== Record extracts ==
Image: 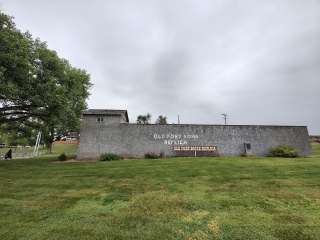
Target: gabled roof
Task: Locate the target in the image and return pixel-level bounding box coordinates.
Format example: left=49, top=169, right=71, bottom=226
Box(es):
left=82, top=109, right=129, bottom=122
===
### Given instruction
Write out every line of the data above again, including the requests, and shift each bounding box coordinate in the answers by -110. Leave the pictures out.

### Response for this exercise
Image: 
Target: gabled roof
Task: Locate the target in the image and return pixel-level bounding box coordinates.
Format example: left=49, top=169, right=71, bottom=226
Box(es):
left=-28, top=-1, right=19, bottom=12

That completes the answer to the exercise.